Supplied material:
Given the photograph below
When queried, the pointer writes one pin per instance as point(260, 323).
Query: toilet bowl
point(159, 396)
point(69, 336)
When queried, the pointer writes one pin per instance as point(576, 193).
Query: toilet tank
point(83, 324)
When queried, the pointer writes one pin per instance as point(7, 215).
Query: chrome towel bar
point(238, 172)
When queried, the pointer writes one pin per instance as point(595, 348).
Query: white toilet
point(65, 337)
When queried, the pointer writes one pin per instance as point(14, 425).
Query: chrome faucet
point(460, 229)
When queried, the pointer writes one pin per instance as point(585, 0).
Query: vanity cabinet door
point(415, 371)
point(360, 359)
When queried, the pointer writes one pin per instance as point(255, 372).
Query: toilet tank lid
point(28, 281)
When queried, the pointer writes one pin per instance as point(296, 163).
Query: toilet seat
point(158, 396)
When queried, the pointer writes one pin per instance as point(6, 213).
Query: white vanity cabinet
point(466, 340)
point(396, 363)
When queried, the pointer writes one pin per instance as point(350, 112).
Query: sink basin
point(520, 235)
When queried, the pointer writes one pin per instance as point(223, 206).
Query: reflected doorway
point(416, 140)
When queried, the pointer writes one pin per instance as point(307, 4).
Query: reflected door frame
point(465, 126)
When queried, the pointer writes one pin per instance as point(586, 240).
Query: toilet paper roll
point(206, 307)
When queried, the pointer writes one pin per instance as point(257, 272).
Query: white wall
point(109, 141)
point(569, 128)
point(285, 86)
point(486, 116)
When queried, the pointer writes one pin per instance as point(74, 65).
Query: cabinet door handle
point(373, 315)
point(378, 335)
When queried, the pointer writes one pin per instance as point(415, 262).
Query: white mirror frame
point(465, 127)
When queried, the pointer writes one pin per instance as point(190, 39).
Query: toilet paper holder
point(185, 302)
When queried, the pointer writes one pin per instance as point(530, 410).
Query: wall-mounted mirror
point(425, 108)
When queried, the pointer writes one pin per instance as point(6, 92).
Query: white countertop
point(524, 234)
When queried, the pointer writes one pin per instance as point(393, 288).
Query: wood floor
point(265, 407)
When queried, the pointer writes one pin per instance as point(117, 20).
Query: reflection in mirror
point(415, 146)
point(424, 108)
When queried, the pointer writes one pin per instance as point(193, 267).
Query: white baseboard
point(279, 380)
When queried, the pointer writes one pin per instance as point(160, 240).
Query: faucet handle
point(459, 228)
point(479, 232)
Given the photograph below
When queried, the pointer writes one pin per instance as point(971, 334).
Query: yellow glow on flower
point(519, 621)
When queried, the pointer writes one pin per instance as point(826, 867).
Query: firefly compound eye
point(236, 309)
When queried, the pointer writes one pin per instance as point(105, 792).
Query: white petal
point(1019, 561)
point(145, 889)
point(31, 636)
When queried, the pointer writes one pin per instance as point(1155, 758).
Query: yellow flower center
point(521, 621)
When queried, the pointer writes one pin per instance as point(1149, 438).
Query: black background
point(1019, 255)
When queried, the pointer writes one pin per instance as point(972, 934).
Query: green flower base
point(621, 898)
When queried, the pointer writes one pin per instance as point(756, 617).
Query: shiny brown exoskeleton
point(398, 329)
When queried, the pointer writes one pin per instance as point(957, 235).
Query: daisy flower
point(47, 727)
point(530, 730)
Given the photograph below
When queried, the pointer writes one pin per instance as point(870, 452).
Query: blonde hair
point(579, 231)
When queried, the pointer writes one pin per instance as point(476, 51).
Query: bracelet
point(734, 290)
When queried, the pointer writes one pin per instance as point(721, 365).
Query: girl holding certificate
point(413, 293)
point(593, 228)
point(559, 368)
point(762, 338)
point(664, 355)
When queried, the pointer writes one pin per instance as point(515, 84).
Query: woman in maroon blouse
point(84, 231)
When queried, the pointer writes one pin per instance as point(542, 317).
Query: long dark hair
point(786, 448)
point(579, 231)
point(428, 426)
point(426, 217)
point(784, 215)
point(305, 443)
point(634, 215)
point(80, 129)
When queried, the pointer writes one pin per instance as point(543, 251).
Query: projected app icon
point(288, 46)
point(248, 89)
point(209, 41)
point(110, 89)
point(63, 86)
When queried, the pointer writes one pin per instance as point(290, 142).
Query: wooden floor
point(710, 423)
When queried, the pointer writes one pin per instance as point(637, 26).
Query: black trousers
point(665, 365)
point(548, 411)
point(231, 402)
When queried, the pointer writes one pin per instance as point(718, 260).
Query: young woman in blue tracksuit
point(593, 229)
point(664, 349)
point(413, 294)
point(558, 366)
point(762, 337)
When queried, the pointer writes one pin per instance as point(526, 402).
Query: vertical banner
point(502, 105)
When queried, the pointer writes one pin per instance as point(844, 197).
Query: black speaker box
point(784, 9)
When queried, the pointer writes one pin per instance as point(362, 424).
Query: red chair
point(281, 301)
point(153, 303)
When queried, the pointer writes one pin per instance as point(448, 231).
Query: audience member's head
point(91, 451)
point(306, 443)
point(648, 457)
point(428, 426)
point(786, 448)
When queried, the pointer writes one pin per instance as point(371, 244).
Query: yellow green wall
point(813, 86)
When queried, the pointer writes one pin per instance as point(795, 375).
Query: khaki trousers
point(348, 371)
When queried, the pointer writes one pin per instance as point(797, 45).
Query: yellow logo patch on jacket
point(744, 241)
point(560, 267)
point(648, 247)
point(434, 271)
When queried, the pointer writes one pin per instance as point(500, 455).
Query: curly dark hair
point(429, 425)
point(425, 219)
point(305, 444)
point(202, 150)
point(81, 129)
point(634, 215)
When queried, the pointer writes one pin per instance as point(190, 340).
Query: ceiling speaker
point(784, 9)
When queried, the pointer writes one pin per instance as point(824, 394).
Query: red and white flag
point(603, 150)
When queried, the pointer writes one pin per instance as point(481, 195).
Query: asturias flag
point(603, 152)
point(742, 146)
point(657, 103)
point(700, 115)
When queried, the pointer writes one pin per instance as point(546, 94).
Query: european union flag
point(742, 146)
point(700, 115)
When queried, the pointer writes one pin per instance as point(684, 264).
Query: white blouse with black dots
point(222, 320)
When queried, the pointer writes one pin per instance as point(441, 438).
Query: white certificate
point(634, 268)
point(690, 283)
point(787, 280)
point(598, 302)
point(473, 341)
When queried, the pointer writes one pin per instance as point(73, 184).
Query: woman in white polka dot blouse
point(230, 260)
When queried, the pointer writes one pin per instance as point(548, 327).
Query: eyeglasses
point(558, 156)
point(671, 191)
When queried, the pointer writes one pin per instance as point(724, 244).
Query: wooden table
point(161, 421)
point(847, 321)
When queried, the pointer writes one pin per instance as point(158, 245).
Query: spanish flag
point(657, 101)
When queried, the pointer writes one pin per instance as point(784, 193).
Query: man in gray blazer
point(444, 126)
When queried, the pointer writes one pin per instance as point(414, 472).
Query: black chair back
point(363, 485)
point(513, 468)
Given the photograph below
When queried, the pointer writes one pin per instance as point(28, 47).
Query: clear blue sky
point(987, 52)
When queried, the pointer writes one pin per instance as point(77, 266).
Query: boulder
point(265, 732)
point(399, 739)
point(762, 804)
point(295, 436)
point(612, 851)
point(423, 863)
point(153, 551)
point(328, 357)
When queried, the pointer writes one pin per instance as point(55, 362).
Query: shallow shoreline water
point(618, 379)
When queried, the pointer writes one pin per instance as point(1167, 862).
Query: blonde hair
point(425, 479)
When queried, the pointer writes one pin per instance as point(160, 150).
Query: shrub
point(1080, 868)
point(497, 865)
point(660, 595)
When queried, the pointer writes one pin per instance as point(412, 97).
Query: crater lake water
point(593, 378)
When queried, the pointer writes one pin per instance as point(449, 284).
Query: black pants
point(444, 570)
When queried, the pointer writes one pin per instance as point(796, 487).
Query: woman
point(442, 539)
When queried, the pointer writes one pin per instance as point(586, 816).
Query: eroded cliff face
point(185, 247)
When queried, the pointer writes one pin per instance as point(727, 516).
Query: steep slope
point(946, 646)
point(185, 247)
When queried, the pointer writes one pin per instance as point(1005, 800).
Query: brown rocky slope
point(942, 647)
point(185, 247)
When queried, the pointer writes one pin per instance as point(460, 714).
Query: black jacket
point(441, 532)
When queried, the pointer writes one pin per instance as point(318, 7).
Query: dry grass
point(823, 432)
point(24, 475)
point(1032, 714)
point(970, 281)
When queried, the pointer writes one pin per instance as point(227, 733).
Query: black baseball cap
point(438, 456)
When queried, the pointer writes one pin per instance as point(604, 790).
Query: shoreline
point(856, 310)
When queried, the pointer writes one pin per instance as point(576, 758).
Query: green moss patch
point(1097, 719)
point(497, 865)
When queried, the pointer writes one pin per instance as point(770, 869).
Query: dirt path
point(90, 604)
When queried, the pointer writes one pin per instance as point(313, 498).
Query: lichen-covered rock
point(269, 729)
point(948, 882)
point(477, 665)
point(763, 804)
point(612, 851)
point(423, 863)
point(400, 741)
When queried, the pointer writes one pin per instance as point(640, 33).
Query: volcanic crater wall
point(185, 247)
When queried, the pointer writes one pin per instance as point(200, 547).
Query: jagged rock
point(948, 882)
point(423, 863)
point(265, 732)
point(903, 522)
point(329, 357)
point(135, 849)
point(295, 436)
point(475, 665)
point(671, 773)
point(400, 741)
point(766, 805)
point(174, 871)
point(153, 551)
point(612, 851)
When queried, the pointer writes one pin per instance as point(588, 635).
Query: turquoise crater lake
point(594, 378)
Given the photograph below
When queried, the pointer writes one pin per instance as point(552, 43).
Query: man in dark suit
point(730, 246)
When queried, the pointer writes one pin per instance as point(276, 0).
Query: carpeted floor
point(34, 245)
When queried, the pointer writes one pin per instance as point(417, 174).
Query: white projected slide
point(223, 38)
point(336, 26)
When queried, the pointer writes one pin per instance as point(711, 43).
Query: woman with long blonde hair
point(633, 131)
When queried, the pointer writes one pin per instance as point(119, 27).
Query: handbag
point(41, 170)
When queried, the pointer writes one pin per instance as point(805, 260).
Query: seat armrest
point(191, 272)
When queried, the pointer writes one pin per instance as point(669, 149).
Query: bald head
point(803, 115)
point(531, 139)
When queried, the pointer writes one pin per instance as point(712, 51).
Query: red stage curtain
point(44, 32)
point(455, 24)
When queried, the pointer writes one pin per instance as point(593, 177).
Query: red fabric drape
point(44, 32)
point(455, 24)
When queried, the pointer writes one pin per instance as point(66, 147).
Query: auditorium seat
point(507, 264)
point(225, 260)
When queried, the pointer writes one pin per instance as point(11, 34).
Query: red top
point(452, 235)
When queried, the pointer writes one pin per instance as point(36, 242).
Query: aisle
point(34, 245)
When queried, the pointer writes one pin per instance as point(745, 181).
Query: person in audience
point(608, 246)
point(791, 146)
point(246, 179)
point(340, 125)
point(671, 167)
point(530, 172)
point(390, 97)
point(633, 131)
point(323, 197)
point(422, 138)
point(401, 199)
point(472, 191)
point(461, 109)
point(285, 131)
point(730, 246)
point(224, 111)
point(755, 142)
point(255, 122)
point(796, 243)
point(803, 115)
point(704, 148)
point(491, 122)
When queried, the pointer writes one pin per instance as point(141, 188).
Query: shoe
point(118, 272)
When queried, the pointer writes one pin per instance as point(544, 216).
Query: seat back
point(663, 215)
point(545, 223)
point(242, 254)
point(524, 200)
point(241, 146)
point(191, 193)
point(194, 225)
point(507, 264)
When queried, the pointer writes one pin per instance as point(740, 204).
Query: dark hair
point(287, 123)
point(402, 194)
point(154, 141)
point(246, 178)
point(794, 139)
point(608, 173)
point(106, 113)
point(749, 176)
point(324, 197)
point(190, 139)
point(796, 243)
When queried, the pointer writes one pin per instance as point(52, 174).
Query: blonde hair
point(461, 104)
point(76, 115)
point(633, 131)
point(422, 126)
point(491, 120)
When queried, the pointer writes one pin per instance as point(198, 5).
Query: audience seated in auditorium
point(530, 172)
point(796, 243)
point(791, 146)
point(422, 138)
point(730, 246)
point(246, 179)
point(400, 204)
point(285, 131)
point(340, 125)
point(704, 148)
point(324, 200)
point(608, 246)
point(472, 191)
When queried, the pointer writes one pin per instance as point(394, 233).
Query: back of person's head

Instructions to follow: Print, from the entries above, the line with "Query: wall-mounted mirror", the line with "as point(826, 867)." and all lines between them, exactly and with nothing else.

Written response:
Query: wall-mounted mirror
point(425, 108)
When queried, the pointer writes one pin per instance as point(6, 92).
Query: white countertop
point(524, 234)
When queried, the pointer writes one pin per instance as point(393, 288).
Query: wood floor
point(265, 407)
When queried, the pointer writes one pin per instance as point(117, 20).
Query: reflection in mirror
point(415, 146)
point(424, 108)
When queried, the pointer writes one pin per instance as point(193, 267).
Query: white baseboard
point(279, 380)
When queried, the pointer writes one pin per instance as point(160, 240).
Query: faucet handle
point(459, 228)
point(479, 232)
Given the photograph below
When queried, the pointer writes one pin per instance as point(971, 334).
Query: yellow glow on flower
point(519, 621)
When queried, the pointer writes one pin per instance as point(826, 867).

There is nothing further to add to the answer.